■ **WHAT THE EXERCISE ASKS**
Please output the records below in full, exactly as given, but without the images.

■ **THE INPUT**
* * * *

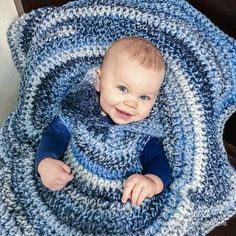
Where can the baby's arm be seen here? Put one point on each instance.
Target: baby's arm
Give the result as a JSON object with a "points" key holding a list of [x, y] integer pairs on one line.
{"points": [[53, 172], [155, 178]]}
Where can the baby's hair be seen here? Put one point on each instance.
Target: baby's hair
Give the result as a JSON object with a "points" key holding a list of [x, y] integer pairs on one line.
{"points": [[146, 53]]}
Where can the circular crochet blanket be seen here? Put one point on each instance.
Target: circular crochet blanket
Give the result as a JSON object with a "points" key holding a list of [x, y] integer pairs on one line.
{"points": [[54, 49]]}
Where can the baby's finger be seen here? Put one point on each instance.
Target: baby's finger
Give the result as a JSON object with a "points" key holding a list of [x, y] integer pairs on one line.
{"points": [[66, 168], [135, 193], [142, 195], [57, 187]]}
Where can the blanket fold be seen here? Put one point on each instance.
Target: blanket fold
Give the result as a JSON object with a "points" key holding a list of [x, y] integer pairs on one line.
{"points": [[55, 50]]}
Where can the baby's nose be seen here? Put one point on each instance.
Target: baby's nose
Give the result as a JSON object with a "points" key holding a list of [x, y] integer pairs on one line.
{"points": [[132, 104]]}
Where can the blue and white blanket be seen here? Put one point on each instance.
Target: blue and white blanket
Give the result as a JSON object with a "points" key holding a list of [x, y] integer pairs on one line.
{"points": [[54, 49]]}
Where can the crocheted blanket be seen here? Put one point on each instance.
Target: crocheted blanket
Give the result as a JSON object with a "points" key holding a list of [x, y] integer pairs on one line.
{"points": [[54, 49]]}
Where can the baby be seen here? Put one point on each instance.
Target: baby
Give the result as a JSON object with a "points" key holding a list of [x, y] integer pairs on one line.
{"points": [[128, 83]]}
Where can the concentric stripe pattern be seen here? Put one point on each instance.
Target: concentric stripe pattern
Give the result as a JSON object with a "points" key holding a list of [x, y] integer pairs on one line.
{"points": [[56, 51]]}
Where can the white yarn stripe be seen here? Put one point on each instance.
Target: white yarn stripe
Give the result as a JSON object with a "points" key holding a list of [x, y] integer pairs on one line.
{"points": [[94, 180]]}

* * * *

■ **RESULT FOR THIS EXERCISE**
Where can the baby's arm be seen here? Put one point on each instance.
Target: baby's arm
Give the result as a JSON object with a "points" key holding a list of [x, y] integer pairs on one line.
{"points": [[53, 172], [155, 178]]}
Where can the baby's hair be seen here? Put one point on each instance.
Target: baby's hair
Give the result as a JSON object with a "points" key holding a list of [x, y] integer pairs on one line.
{"points": [[146, 53]]}
Where can the circular crochet blanket be seen here? Put one point on each instance.
Target: circular crochet blanket
Give the result as a JSON object with a "points" key holding a list of [x, y] integer pairs on one line.
{"points": [[54, 49]]}
Where can the baby's finger be seen here? Put one point on each instance.
Target: baby's finger
Give the result as a JSON object with a "points" key holding a list of [x, y] integer pairs on one line.
{"points": [[66, 168], [135, 193], [142, 195], [57, 187]]}
Where can the blanket fold be seen here? Put one point on each instance.
Target: blanket fold
Give the result as a JSON object with a "points" key holding a list of [x, y] integer pairs on one line.
{"points": [[55, 50]]}
Where can the baby's nose be seen here? Put one point on each instance.
Target: baby's nose
Give the result as a JSON object with a "points" key holding a list of [x, y] integer pairs on one line.
{"points": [[132, 104]]}
Where can the blue and white blanket be seen here? Put one point on each instance.
Target: blue and white blanket
Give the result as a JSON object with a "points" key holding a list of [x, y] integer pairs on one line.
{"points": [[54, 49]]}
Where can the crocheted blanket be seen here? Put one point on each instance.
Target: crocheted blanket
Give the result as a JSON object with a "points" key holding a list of [x, y] integer pairs on one line.
{"points": [[54, 49]]}
Where can the baby be seen here? Put one point on each instance.
Target: baby
Give the result as a JSON object with a "points" key holding a list of [x, y] integer pairs on one line.
{"points": [[128, 83]]}
Where can the concentric stripe pattern be seen here? Put one point on each instance.
Target: concentric stripe pattern
Give the result as a JSON object with a "points" key holding a list of [x, y] integer pairs on one line.
{"points": [[56, 51]]}
Where can the white yarn stripe be seen here? Put one point on each instance.
Target: white yarn stripe
Give the result as a JSON object with a "points" key holding a list of [x, y] integer pairs on one line.
{"points": [[94, 180]]}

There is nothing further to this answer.